- DATA IN THIS EXERCISE -
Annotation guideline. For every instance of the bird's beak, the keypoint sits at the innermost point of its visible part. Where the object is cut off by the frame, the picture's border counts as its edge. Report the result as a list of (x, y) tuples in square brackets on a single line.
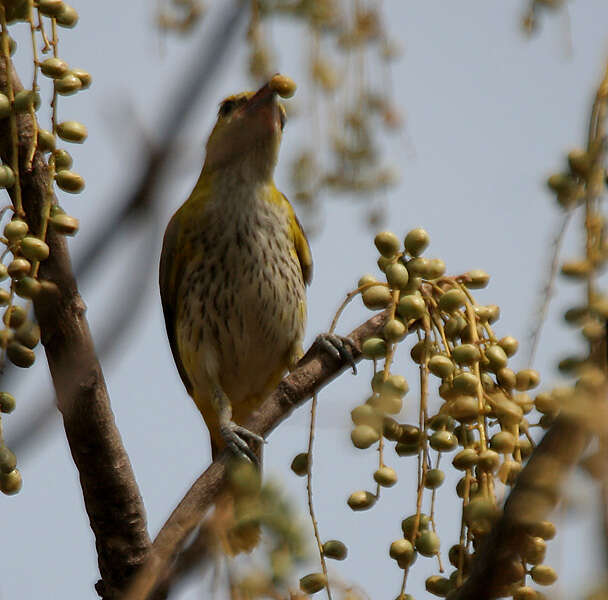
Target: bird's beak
[(263, 109)]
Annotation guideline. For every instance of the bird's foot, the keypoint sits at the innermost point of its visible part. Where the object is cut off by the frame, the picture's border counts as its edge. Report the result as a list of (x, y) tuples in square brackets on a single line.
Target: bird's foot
[(236, 438), (340, 347)]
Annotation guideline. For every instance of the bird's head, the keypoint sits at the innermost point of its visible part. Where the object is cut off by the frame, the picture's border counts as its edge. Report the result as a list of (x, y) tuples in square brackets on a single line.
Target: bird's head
[(246, 138)]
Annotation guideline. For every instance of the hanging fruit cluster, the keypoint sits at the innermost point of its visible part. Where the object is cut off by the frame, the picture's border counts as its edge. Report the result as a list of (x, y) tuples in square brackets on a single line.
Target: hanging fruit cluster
[(479, 419), (24, 248), (350, 102)]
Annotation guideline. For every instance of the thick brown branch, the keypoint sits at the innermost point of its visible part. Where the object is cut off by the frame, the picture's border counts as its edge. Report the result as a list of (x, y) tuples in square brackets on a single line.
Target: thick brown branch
[(532, 499), (111, 495), (315, 371)]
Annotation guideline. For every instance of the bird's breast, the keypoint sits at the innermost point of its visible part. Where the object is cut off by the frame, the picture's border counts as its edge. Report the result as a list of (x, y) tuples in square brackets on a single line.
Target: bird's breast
[(243, 298)]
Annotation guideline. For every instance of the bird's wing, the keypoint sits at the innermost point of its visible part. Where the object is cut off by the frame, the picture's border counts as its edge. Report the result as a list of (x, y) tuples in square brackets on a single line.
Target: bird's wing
[(171, 272), (300, 242)]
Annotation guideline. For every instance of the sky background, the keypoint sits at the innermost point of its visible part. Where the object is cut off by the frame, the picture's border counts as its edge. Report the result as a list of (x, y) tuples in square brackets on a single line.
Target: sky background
[(489, 114)]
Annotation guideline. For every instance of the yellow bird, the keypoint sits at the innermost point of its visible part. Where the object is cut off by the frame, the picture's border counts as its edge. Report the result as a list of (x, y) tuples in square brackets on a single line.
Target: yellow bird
[(234, 266)]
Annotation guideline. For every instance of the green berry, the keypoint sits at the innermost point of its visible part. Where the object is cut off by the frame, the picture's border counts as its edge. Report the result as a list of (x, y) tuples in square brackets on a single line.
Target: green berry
[(20, 355), (5, 106), (361, 500), (374, 348), (434, 478), (67, 85), (465, 459), (8, 461), (452, 300), (54, 67), (46, 140), (64, 224), (72, 131), (363, 436), (402, 550), (466, 354), (299, 465), (18, 268), (441, 366), (69, 181), (335, 549), (68, 17), (411, 306), (416, 241), (394, 331), (408, 524), (313, 583), (385, 476), (15, 230), (427, 543), (476, 279), (84, 76), (34, 249), (443, 441), (7, 403), (387, 244), (7, 177), (10, 483), (397, 276)]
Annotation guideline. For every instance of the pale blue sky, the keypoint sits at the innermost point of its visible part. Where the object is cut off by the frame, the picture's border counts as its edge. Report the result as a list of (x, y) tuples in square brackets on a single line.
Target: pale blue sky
[(489, 115)]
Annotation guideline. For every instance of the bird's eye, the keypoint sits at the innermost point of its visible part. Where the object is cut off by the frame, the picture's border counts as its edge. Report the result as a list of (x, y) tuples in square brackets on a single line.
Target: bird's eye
[(227, 107)]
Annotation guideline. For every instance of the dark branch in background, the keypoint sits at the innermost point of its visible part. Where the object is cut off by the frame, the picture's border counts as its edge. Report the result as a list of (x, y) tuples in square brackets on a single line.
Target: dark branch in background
[(532, 499), (111, 496), (110, 492), (138, 204), (315, 370)]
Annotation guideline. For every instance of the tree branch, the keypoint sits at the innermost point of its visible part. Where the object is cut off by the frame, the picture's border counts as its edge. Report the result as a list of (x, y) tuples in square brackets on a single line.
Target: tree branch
[(315, 370), (111, 495), (532, 499)]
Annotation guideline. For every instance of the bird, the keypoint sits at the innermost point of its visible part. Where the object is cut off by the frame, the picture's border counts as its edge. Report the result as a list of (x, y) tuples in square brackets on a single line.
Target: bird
[(234, 267)]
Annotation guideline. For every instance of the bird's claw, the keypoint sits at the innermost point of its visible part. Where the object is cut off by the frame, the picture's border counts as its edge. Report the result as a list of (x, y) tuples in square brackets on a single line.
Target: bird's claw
[(340, 347), (236, 437)]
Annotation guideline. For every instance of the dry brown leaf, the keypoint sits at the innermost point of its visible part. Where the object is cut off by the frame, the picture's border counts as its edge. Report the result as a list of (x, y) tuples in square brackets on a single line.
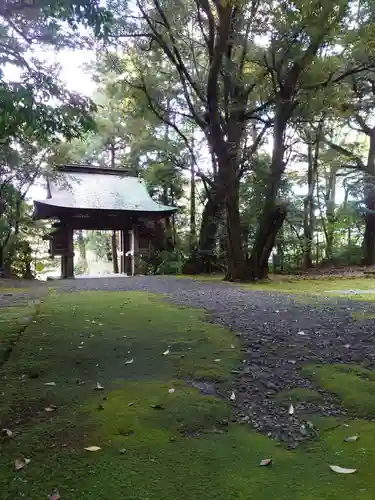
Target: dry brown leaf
[(50, 408), (342, 470), (20, 463), (265, 462), (55, 495), (351, 439)]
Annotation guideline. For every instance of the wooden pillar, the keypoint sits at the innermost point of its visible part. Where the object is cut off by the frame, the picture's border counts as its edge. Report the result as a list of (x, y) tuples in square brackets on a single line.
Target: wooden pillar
[(126, 267), (67, 260), (136, 249)]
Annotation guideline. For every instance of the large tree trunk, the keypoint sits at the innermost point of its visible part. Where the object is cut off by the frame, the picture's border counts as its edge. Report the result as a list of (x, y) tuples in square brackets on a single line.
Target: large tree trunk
[(236, 269), (308, 204), (211, 217), (330, 212), (273, 215), (193, 229), (369, 236)]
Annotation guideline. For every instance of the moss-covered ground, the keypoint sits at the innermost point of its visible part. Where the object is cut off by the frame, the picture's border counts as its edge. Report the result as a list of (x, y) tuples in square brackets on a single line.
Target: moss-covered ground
[(157, 444)]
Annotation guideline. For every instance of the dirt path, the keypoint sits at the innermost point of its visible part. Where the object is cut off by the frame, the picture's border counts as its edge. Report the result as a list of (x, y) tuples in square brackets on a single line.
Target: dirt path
[(280, 334)]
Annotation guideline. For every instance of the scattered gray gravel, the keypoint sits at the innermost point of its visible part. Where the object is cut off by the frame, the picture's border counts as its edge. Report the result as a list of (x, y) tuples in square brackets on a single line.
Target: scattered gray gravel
[(279, 335)]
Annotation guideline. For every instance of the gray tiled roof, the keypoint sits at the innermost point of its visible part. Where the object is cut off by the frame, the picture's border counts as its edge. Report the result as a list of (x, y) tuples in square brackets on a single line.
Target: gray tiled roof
[(102, 191)]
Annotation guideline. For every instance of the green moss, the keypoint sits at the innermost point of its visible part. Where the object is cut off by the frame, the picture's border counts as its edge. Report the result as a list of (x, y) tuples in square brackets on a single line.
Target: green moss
[(354, 385), (298, 395), (187, 449), (12, 321)]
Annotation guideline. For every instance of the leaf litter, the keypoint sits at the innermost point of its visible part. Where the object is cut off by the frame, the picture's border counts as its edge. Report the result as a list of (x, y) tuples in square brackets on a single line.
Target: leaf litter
[(20, 463), (342, 470), (351, 439), (265, 462), (50, 408), (55, 495)]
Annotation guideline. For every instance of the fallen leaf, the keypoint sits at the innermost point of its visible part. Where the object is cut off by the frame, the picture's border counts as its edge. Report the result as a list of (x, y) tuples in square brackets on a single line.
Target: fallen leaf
[(55, 495), (21, 462), (351, 439), (265, 462), (341, 470), (50, 408)]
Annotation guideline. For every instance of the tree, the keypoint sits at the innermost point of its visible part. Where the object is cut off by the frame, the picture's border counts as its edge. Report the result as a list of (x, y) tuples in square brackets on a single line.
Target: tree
[(227, 82)]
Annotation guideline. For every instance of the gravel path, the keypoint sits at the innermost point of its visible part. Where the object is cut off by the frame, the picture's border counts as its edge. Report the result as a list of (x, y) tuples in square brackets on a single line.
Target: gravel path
[(279, 335)]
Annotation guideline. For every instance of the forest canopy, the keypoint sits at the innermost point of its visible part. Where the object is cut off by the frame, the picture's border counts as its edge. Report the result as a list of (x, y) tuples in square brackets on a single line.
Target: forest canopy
[(253, 117)]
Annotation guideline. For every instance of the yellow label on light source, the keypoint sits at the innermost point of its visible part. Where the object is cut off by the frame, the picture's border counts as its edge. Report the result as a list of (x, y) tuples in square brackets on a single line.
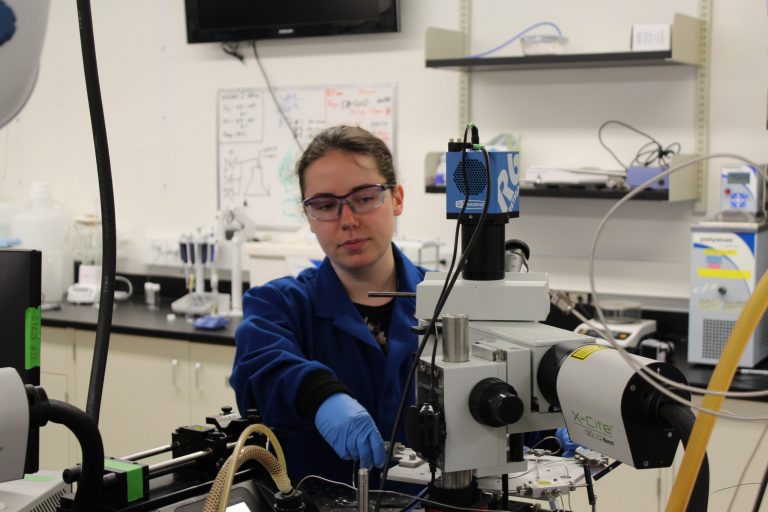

- TRY IT -
Using the entries above, transcribe every line from the line containing "Annotation guideline. For every instance of the bird's claw, the" through the line containing "Annotation guideline. For every instance of the wooden". Do not copy pictures.

- REPLY TO THE EXERCISE -
Annotation guideline. For every instance of the bird's claw, the keypoint sits at the innermost point of its visible part. Where the object is cut off by the frame, the picture's border counts as its edge. Report the result as a list of (x, y) tuples in square brackets on a single line.
Target: bird's claw
[(340, 347), (236, 437)]
Annotation guideline. For every instance of the dry brown leaf, the keypoint sits at the innermost point of its visible part. Where the object is cut off by the frame, the picture's border counts as its edge. Report the result as a list of (x, y) tuples in square brackets on a single line.
Target: dry brown leaf
[(50, 408), (342, 470), (20, 463), (265, 462), (55, 495), (351, 439)]
Annotation guideline. For every instance of the wooden pillar, the keypoint sits at the innermost point of its visible part. Where the object is cut off by the frame, the picture's border counts as its edge. Report the result as a list of (x, y) tuples in square brackets on a single line.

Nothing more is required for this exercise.